**Given data:**
══════
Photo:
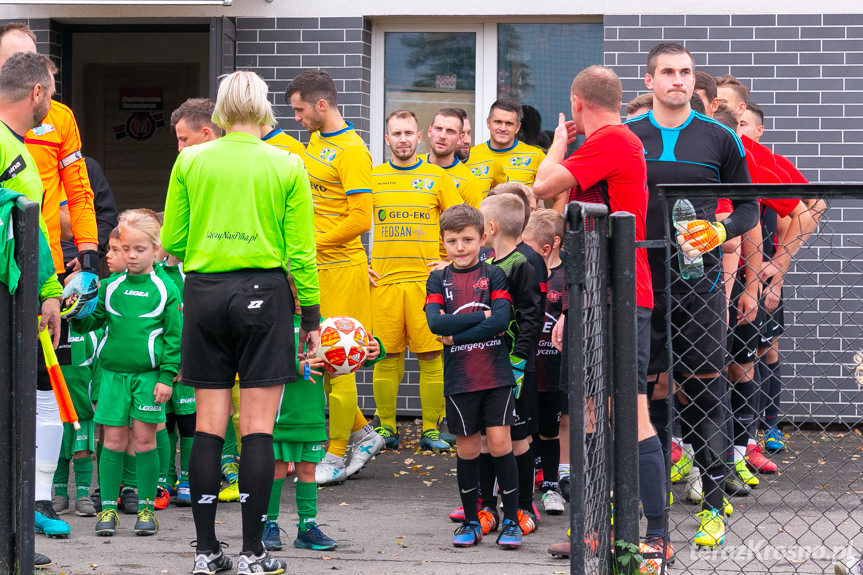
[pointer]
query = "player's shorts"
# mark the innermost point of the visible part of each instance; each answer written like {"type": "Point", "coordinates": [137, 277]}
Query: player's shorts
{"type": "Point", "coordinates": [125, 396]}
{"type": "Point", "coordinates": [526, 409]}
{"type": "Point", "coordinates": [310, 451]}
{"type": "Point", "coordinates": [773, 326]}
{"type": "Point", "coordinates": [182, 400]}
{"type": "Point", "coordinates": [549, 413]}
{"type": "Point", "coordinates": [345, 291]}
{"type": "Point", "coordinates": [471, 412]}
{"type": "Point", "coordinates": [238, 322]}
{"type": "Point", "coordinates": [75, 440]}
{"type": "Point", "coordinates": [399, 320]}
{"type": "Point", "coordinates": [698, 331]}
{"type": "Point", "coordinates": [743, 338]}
══════
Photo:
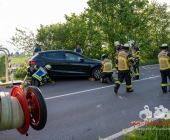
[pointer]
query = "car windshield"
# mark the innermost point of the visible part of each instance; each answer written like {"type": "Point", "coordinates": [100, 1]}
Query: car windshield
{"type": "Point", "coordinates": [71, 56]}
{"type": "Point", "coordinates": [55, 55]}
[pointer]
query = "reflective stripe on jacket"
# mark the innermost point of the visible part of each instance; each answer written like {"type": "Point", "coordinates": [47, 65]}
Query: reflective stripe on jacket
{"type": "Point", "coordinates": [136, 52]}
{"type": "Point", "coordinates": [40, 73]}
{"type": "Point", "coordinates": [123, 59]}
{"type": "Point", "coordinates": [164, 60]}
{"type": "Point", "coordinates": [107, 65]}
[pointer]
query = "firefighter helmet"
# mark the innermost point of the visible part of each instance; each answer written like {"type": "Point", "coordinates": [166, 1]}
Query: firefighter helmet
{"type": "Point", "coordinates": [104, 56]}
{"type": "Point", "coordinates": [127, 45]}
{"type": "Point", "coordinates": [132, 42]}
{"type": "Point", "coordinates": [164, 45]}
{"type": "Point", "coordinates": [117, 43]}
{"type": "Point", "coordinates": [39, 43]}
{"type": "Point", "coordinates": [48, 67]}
══════
**What to produce:** Find every line in the records above that contains the word "written" and copy each of those lines.

**Response to this task:**
# mark the innermost point of the visible part of each instance; each answer written like {"type": "Point", "coordinates": [137, 277]}
# mark the innermost point of the visible part of each instance; each answer written like {"type": "Point", "coordinates": [100, 1]}
# mark the innermost point of the visible part of each instance; each answer written like {"type": "Point", "coordinates": [47, 65]}
# mark the innermost point of the visible part of each instance; each answer written like {"type": "Point", "coordinates": [166, 1]}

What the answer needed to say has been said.